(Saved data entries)
┌──

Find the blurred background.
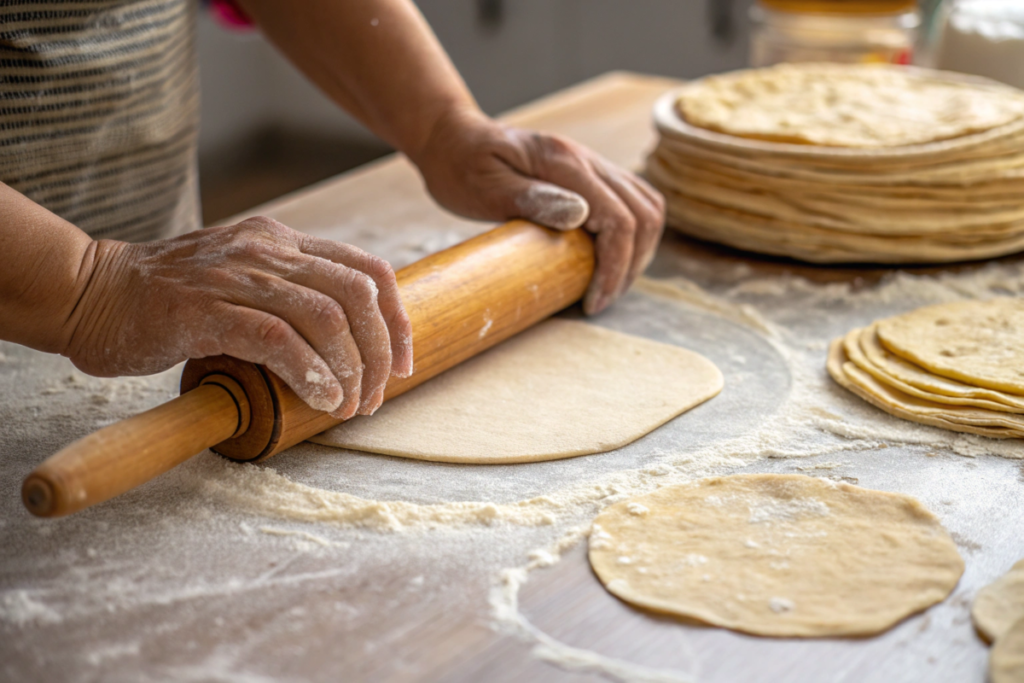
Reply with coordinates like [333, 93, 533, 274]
[199, 0, 1024, 224]
[199, 0, 753, 223]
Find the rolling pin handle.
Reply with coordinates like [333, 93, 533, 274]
[22, 374, 251, 517]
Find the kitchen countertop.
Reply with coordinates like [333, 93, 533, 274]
[0, 74, 1024, 683]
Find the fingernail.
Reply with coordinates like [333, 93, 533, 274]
[583, 294, 608, 315]
[516, 182, 590, 230]
[359, 387, 384, 415]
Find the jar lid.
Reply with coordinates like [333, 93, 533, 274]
[758, 0, 918, 14]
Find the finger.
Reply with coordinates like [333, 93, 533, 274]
[299, 237, 413, 377]
[597, 162, 662, 294]
[512, 180, 590, 230]
[288, 256, 392, 415]
[232, 274, 364, 420]
[212, 303, 344, 413]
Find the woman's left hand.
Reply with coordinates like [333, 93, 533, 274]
[410, 110, 665, 314]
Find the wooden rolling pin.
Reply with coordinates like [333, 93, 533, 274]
[22, 221, 594, 517]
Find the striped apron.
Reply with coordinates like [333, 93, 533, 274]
[0, 0, 200, 242]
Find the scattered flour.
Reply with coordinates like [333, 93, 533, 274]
[8, 258, 1024, 682]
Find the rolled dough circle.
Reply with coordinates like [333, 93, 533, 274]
[988, 618, 1024, 683]
[971, 560, 1024, 643]
[590, 474, 964, 637]
[877, 297, 1024, 394]
[310, 318, 723, 464]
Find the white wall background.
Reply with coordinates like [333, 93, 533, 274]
[199, 0, 751, 156]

└──

EXERCISE —
Retype all of the records above word for word, leaving the picture out of your answer.

OUTPUT OF THE TASK —
Find the blurred background.
Reply with coordinates like [333, 93, 533, 274]
[199, 0, 1024, 224]
[199, 0, 753, 223]
Find the rolling pin handle.
Reply with coordinates like [333, 93, 533, 274]
[22, 374, 251, 517]
Find the kitchen countertop.
Reply with coordinates like [333, 93, 533, 274]
[0, 74, 1024, 683]
Find the fingernail.
Reply with coordinates like [333, 93, 533, 274]
[583, 294, 608, 315]
[516, 182, 590, 230]
[359, 387, 384, 415]
Find the jar lid.
Reply with coordinates like [333, 93, 533, 274]
[758, 0, 918, 14]
Find the finger.
Reply with coordinates like [333, 93, 533, 274]
[299, 237, 413, 377]
[597, 162, 662, 294]
[512, 180, 590, 230]
[288, 256, 392, 415]
[232, 274, 364, 420]
[212, 303, 344, 413]
Find the woman's left hand.
Reply with coordinates like [333, 93, 533, 274]
[410, 110, 665, 314]
Find the wooden rolling pin.
Reply with coordinates like [333, 93, 533, 274]
[22, 221, 594, 517]
Find the striped apron.
Reply with coordinates like [333, 93, 533, 274]
[0, 0, 200, 242]
Find the scattered flour.
Reply with coordinates like [333, 93, 533, 274]
[8, 258, 1024, 682]
Find the rolled dough circle.
Reply with coordinates like [333, 93, 533, 274]
[988, 618, 1024, 683]
[971, 560, 1024, 643]
[590, 474, 964, 637]
[877, 297, 1024, 394]
[310, 318, 723, 464]
Find the white wall background.
Reply with coordinates like [333, 93, 533, 274]
[199, 0, 751, 156]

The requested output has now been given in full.